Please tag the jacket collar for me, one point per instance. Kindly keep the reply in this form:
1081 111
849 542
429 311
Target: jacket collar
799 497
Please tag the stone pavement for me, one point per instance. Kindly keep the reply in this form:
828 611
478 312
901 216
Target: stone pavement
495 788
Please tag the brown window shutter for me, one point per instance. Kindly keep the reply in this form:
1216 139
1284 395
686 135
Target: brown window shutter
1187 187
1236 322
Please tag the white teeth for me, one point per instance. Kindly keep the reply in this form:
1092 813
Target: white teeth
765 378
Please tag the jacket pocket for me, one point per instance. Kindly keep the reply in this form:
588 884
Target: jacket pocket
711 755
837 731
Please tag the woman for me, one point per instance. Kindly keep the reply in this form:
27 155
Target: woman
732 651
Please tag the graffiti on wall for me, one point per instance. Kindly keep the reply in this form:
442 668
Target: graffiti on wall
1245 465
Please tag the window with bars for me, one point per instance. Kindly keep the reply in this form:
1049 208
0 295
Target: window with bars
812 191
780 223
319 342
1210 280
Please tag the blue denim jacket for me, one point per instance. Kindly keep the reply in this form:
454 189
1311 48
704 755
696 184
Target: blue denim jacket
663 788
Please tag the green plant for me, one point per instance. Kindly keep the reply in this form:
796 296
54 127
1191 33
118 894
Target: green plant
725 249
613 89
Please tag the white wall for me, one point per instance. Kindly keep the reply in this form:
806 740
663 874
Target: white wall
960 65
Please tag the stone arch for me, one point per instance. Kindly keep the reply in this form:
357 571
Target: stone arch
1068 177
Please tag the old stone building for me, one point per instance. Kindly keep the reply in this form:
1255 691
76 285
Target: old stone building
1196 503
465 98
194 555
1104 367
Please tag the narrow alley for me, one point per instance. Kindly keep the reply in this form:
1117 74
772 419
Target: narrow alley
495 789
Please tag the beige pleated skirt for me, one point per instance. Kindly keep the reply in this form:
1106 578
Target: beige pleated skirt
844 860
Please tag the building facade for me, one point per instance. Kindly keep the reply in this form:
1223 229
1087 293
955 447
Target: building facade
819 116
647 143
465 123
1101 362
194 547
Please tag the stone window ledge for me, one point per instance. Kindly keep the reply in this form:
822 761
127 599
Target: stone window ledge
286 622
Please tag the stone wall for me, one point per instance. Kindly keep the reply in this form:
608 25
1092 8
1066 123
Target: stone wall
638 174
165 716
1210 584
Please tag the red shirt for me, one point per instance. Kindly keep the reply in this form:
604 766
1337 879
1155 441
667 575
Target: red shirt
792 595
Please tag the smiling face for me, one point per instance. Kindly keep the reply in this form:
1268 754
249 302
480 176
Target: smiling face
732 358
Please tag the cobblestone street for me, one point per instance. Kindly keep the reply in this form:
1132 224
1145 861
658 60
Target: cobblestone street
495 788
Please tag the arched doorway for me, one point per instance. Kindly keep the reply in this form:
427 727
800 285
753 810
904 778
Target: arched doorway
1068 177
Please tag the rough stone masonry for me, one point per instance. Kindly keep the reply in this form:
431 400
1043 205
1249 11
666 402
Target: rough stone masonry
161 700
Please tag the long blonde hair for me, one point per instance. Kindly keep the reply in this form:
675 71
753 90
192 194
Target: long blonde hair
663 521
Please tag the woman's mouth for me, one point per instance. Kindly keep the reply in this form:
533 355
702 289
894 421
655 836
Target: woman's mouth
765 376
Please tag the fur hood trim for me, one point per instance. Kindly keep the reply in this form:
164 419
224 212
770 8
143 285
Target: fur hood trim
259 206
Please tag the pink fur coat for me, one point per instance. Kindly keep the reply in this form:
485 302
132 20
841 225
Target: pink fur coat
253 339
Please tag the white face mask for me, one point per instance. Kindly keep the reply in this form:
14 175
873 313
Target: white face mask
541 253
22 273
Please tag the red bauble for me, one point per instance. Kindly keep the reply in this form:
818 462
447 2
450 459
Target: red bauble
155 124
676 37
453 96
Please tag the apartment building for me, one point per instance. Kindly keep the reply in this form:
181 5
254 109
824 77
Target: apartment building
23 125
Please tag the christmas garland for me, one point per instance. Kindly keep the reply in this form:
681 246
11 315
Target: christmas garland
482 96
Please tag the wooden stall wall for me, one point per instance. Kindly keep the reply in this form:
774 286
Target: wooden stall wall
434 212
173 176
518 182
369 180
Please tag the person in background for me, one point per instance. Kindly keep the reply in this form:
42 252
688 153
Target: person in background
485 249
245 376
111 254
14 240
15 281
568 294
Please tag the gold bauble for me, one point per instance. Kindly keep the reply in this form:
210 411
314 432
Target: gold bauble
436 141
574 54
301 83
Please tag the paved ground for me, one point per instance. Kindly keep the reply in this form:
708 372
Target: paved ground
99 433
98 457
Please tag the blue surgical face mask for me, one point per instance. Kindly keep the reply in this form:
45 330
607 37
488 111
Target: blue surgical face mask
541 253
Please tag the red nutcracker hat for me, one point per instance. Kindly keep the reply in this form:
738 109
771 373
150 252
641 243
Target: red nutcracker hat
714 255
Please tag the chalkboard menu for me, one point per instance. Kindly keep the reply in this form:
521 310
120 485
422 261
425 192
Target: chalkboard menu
--------------------------------
### AUFGABENSTELLUNG
Ändere die Daten oben, indem du jedes "one point per instance" durch "one point for each instance" ersetzt. Gib sie sonst unverändert wieder.

### LÖSUNG
Please tag the jacket collar for me, one point for each instance. Kindly keep the reply in this form:
1081 111
849 542
429 311
Target: jacket collar
799 497
Please tag the stone pavement for me, one point for each instance. Kindly keep the reply in this form:
828 611
478 312
901 216
Target: stone pavement
495 788
Please tag the brown window shutter for me, one point for each instance. Kindly keep the reply in this form:
1216 139
1284 395
686 135
Target: brown window shutter
1187 187
1236 322
Please tag the white teeth for me, one point for each instance. Kindly keep the reply in this form:
1092 813
Target: white teeth
765 378
Please tag the jacket pocket for me, one point for each instance. Kindly keep the reply in this form:
588 884
Target: jacket pocket
711 755
837 731
Please tag the woman for me, one point for each instance. Kindly keep the reply in this form:
27 155
Target: woman
732 651
Please tag the graffiti on wall for me, one point for each instance. Kindly keep the reply in this form:
442 668
Target: graffiti on wall
1245 465
Please tag the window with bars for me, one point for each instance. Kindly keep the reply in this form:
1049 208
0 295
Target: window with bars
812 191
780 223
319 342
1210 280
Please tag the blue denim jacket for me, one point for each instance. Kindly keep the reply in this form:
454 189
1311 48
704 755
696 184
Target: blue denim jacket
663 788
Please tag the green plant for me, one point for each instance. Kindly keep the reply in this form:
796 296
54 127
1191 33
118 894
Target: green plant
725 249
613 89
Please tag the white wall for me, one point for each instance. Kindly keep the reply in this form:
806 740
663 874
Target: white wall
960 65
Please tag the stone arch for me, one point for each instance. Kindly keep the reply in this form:
357 571
Target: stone arch
1068 177
Please tag the old stone building for me, one point for each instance. Kindly keep the reply in this form:
1255 691
76 285
Target: old stone building
1196 503
465 98
194 555
1104 367
Please tag the narrow alley for me, one point for each instance. Kindly keep the reply in this form:
1117 74
772 419
Target: narrow alley
495 789
Please tag the beige pleated skirt for me, one point for each instance. Kindly keep the reply in this form:
1106 578
Target: beige pleated skirt
844 860
Please tag the building facade for me, one point for each instance. Kindly keep the reply in this form:
1223 229
1087 293
955 447
Target: building facade
819 116
647 143
465 123
1101 362
194 547
Please tag the stone window ledge for me, one point for each instance. Kindly keep the reply in this form:
822 761
127 599
Target: stone window ledge
286 622
Please tag the stone wall for me, one point for each instance. Kindly keep the reply in this form:
608 25
1092 8
1066 123
Target: stone wall
638 174
165 716
1210 584
Please tag the red shirt for me, one point for each instance. Kindly keep the reply in this form:
604 766
1337 879
1155 441
667 575
Target: red shirt
792 595
Please tag the smiling face for me, one point for each instance. Kindly keep the reply in this form:
1268 754
249 302
480 176
Target: smiling face
732 358
Please tag the cobblestone street for me, one point for each instance. Kindly keep the reply in this form:
1132 224
1145 861
658 60
Target: cobblestone street
495 788
Please tag the arched doorway for me, one point for each instance. Kindly keep the reply in this form:
427 727
800 285
753 810
904 778
Target: arched doorway
1068 177
Please tag the rough stone masonry for me, one point for each instance. Kindly keep the reply in this form:
431 400
1043 205
1249 11
666 402
Target: rough stone masonry
161 700
Please tag the long blonde hair for me, one point for each instance. Kindly keep the reply in this form:
675 71
753 90
192 194
Target: long blonde hair
663 521
Please tag the woman's mouth for me, one point for each instance. Kindly keep the reply in this form:
533 355
702 289
894 421
655 836
Target: woman's mouth
765 376
Please tag the fur hood trim for me, one point for each instance. Kindly keep the reply in this form:
164 419
224 212
770 8
143 285
Target: fur hood trim
259 206
Please tag the pink fur coat for me, one point for each instance. Kindly keep the reply in this form:
485 302
132 20
841 225
Target: pink fur coat
253 339
Please tag the white face mask for me, one point for each instance. Kindly keep the reply in this form:
14 175
873 313
Target: white face mask
541 253
22 273
Please tag the red bauble for me, one point for each instance. Kindly keep the reply in this form:
818 462
447 2
450 459
Target: red bauble
155 124
676 37
453 96
Please tag the apartment building for me, one point for each instance. Kindly keep the reply in this form:
181 5
254 109
824 77
Target: apartment building
23 125
Please tag the christmas garland for me, one point for each instance. Kindly keep the reply in this form:
681 246
11 315
Target: christmas garland
482 96
Please tag the wooden stall wall for me, one point for each instance. Kindly keep the reply in this form:
774 286
Target: wooden stall wall
434 212
173 176
518 182
369 180
Please tag the person in background for me, one point for each instance. Kindly keep the reply in this form:
42 252
688 153
Target: person in background
485 249
245 376
111 254
14 240
15 281
568 294
Please tag the gold bauble for me, one point for each instance. Kindly keep the reply in this form:
210 411
314 432
Target: gold bauble
436 141
574 54
301 83
Please tag the paved ground for me, one point for each instance. Kindly keep the reply in this form:
708 372
Target: paved ground
99 433
98 457
Please tag the blue surgical face mask for me, one point for each instance. Kindly keep the reply in this form:
45 330
607 37
488 111
Target: blue surgical face mask
541 253
Please tag the red nutcracker hat for me, one point for each instance. Kindly keep the reply in this form:
738 109
771 373
150 252
641 243
Target: red nutcracker hat
714 255
Please tag the chalkboard menu for me, one point for each instance. Kindly keep the reply in this form:
521 310
120 485
422 261
425 192
Target: chalkboard menu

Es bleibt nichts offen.